ARTICLE:
[start]

III. Discussion of the Proposed Rule

Subpart 3200--Geothermal Resources Leasing

    In subpart 3200, we propose changes to the definitions section and 
propose to add three sections to the end of the subpart.

Definitions

    Section 3200.1 contains definitions of terms used throughout parts 
3200 and 3280. The proposed rule would remove the definitions of terms 
and concepts that would no longer be used under the proposal (or were 
not used previously). Definitions proposed to be removed include 
``additional term,'' ``cooperative agreement,'' ``extended term,'' and 
``pay instead of produce in commercial quantities.''
    Proposed new definitions include ``initial extension'' and 
``additional extension.'' These two definitions reflect terms that are 
used in proposed subpart 3207, and implement concepts enacted in 30 
U.S.C. 1005(a). The portion of the preamble discussing subpart 3207 
addresses these changes.
    Other definitions added include ``direct use'' and ``direct use 
leases.'' The proposed definition of the term ``direct use'' is taken 
from the definition at 30 U.S.C. 1001(g). The proposed definition would 
state that ``direct use means utilization of geothermal resources for 
commercial, residential, agricultural, public facilities, or other 
energy needs other than the commercial production or generation of 
electricity.'' The word ``generation'' is used in addition to the 
statutory word ``production'' to be consistent with the usage in 30 
U.S.C. 1003(f), which also addresses direct use.
    The proposed definition of the term ``direct use lease'' would be 
``a lease issued in an area BLM designates as available exclusively for 
direct use of geothermal resources, without sale, for purposes other 
than commercial generation of electricity.'' This definition is 
intended to describe the geothermal leases that would be issued under 
proposed subpart 3205, which would implement 30 U.S.C. 1003(f).
    The term ``geothermal exploration permit'' would be clarified to 
explain that a BLM authorization to conduct exploration activities 
would occur under a Notice of Intent to Conduct Geothermal Resource 
Exploration Operations, a specific BLM Form.
    The term ``gross proceeds,'' used in the royalty context, would be 
defined through a cross-reference to the applicable MMS definition.

[end]

DATASET RECORDS:

[start]

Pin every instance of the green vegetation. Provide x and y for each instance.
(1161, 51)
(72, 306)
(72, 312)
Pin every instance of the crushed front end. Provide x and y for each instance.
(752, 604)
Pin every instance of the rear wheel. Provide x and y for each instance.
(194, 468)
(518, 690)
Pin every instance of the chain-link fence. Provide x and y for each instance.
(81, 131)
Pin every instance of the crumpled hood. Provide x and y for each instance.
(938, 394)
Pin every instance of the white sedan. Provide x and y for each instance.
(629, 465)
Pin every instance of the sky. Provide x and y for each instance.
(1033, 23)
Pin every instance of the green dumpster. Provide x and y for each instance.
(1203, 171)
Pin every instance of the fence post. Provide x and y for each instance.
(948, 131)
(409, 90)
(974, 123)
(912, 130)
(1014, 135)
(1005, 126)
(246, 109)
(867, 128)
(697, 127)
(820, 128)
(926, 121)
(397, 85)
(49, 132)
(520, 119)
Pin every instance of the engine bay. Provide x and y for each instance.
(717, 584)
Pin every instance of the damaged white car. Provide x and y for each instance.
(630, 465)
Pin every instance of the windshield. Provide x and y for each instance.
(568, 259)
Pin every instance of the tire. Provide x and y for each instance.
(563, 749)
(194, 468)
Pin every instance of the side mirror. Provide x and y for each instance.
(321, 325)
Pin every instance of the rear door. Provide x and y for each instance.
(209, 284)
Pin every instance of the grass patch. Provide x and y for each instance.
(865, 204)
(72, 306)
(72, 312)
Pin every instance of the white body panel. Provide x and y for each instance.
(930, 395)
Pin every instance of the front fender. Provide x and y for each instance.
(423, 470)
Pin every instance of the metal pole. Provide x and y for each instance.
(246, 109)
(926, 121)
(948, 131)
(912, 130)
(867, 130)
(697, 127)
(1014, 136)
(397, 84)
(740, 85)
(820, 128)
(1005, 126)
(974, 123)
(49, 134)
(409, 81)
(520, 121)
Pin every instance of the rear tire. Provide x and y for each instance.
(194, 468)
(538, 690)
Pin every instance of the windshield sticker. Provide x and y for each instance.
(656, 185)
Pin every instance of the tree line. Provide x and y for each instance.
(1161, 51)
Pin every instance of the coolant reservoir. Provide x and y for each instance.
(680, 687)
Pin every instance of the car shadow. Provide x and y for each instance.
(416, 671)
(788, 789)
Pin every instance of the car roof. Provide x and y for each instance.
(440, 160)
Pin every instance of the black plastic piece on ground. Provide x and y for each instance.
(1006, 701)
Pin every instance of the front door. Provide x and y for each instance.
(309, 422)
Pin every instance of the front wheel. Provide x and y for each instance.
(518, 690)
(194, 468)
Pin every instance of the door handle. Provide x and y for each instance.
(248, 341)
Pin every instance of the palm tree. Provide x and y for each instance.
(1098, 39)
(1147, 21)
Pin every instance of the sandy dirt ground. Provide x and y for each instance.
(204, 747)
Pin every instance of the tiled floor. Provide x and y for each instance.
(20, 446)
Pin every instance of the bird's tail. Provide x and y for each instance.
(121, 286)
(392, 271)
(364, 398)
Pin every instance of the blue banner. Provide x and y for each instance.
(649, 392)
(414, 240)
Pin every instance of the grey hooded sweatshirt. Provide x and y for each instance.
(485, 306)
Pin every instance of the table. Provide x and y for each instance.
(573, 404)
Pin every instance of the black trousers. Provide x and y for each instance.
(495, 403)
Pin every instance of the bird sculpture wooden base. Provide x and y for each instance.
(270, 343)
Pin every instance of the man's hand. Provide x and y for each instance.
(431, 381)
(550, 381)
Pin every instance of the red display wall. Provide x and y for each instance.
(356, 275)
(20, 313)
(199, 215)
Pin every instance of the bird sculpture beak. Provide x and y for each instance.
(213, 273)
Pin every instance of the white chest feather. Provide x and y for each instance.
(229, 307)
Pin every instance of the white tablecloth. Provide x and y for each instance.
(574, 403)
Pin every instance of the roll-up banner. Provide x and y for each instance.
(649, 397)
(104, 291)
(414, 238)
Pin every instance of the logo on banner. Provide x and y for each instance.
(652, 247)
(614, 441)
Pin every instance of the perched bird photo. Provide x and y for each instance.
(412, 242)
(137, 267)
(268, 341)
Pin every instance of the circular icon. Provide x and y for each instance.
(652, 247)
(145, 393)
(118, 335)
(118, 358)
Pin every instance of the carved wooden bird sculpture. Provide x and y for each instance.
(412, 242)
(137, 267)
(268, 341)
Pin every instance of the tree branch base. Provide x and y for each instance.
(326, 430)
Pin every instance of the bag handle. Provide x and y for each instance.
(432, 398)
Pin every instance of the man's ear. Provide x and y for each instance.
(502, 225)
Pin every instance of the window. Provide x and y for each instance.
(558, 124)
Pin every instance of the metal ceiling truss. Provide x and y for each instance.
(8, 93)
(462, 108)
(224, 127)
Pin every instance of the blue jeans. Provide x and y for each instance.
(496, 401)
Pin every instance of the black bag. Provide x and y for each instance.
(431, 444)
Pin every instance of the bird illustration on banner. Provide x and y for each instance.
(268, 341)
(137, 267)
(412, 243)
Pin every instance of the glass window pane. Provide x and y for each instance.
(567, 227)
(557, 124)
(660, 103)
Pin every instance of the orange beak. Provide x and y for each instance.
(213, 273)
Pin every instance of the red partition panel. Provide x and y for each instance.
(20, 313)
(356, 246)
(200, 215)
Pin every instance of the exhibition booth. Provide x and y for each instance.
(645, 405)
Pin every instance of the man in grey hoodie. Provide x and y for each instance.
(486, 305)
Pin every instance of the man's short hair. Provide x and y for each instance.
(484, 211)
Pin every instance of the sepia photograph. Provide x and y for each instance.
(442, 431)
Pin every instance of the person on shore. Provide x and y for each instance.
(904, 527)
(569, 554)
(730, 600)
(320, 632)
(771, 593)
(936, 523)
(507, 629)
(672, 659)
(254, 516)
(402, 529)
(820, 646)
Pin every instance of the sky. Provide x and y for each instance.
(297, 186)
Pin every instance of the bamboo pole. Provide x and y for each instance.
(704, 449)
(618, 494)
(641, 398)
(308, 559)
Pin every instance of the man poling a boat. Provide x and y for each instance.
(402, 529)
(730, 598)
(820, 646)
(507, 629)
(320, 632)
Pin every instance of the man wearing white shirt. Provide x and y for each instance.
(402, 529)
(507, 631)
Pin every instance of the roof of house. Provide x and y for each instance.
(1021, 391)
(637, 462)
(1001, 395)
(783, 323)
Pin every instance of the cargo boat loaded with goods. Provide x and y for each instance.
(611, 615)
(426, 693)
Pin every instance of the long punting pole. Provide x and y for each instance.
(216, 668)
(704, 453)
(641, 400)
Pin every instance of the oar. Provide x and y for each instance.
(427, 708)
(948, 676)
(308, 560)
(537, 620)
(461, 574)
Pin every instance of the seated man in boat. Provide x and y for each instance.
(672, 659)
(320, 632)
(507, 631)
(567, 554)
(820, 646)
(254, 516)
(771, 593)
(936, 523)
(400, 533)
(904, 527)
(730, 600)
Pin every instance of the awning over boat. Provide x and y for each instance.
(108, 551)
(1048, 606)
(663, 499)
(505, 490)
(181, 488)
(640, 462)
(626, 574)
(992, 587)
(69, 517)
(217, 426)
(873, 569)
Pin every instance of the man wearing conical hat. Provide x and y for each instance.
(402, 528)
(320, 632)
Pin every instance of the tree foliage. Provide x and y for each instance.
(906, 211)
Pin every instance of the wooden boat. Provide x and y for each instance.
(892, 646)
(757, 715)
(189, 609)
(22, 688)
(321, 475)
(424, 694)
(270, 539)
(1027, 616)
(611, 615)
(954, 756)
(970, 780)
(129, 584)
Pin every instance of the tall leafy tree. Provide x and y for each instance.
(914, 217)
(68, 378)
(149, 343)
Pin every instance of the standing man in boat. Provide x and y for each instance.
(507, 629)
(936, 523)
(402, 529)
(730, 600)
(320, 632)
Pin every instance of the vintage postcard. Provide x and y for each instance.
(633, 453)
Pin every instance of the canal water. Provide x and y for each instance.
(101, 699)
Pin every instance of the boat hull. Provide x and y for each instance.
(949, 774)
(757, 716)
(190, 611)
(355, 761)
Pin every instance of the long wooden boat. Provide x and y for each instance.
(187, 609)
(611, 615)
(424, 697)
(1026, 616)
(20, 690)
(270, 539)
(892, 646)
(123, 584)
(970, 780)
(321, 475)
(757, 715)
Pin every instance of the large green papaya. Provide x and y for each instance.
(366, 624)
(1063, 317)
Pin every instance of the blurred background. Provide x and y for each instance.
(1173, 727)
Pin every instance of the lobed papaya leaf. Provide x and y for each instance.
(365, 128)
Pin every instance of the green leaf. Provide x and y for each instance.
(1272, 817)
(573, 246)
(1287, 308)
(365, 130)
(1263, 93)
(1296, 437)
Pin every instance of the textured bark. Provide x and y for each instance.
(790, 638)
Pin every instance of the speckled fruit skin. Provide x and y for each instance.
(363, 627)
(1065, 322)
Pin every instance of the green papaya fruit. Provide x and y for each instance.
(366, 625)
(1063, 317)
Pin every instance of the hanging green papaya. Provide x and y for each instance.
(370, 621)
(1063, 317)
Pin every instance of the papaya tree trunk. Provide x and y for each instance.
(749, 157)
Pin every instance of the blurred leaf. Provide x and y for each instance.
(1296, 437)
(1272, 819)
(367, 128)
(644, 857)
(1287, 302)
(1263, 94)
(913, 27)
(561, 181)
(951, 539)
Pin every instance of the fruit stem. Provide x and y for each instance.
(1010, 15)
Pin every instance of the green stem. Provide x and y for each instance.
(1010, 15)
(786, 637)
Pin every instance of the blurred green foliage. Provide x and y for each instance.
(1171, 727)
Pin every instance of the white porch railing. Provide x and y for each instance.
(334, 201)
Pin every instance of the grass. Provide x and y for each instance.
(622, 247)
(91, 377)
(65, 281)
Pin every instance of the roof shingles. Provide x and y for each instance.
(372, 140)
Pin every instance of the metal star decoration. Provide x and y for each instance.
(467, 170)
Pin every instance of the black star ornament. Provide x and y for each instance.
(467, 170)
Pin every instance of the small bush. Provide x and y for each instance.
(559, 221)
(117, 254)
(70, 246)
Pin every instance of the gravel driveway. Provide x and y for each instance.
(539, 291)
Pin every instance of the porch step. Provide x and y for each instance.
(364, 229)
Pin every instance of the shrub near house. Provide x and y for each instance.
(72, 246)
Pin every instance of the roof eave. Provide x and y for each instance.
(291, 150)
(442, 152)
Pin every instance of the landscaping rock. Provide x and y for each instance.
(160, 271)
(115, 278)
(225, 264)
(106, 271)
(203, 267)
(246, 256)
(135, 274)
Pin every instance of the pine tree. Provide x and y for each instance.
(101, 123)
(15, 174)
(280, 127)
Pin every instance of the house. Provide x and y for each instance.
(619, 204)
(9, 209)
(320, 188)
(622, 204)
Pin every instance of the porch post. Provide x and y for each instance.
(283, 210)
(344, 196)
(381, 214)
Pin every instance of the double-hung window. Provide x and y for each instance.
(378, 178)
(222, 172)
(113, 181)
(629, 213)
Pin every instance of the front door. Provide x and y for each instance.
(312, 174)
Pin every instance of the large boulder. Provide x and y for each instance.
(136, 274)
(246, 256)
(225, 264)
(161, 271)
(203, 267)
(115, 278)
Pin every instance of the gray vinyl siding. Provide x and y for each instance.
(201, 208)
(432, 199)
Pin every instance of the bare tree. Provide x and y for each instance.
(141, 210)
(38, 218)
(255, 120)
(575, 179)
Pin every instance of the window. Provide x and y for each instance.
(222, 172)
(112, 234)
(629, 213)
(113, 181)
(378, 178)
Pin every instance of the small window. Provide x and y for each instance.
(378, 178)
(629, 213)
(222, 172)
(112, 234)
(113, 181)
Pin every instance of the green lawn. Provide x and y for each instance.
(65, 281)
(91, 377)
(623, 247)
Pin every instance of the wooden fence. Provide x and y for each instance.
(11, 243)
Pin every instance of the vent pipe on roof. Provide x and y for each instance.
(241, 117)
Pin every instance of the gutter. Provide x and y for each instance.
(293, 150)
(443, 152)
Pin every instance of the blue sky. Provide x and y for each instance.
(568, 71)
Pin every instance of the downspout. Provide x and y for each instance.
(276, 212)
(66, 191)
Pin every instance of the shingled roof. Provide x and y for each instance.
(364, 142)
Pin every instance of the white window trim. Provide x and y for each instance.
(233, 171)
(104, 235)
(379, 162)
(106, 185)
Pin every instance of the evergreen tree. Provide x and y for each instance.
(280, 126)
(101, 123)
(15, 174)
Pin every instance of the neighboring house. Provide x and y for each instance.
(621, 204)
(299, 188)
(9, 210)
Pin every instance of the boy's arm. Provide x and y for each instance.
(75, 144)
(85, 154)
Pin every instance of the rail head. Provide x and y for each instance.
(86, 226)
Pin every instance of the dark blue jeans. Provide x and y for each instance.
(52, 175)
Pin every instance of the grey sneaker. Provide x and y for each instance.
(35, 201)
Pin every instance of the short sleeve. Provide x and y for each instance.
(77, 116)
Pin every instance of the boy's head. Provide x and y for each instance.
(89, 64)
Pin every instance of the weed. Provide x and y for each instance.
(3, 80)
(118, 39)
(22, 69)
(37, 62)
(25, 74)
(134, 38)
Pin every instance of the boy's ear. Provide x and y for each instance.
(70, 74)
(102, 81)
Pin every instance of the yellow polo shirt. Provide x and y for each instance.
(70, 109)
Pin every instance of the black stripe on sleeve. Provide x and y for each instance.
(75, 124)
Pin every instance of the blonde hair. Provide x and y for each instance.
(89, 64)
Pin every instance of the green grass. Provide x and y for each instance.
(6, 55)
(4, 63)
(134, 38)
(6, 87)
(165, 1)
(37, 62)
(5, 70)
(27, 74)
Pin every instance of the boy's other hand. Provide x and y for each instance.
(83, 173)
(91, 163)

[end]

REQUIRED TASKS:
1. Print the part of the geothermal leasing rule between "III. Discussion of" and "of the subpart.", inclusive.
2. Please report each line of the entries that contains the string "wooden", copied in full.
The geothermal leasing rule and the entries have nothing to do with each other.

PROBLEM SOLUTIONS:
1.
III. Discussion of the Proposed Rule

Subpart 3200--Geothermal Resources Leasing

    In subpart 3200, we propose changes to the definitions section and 
propose to add three sections to the end of the subpart.

2.
Pin every instance of the bird sculpture wooden base. Provide x and y for each instance.
Pin every instance of the carved wooden bird sculpture. Provide x and y for each instance.
Pin every instance of the wooden boat. Provide x and y for each instance.
Pin every instance of the long wooden boat. Provide x and y for each instance.
Pin every instance of the wooden fence. Provide x and y for each instance.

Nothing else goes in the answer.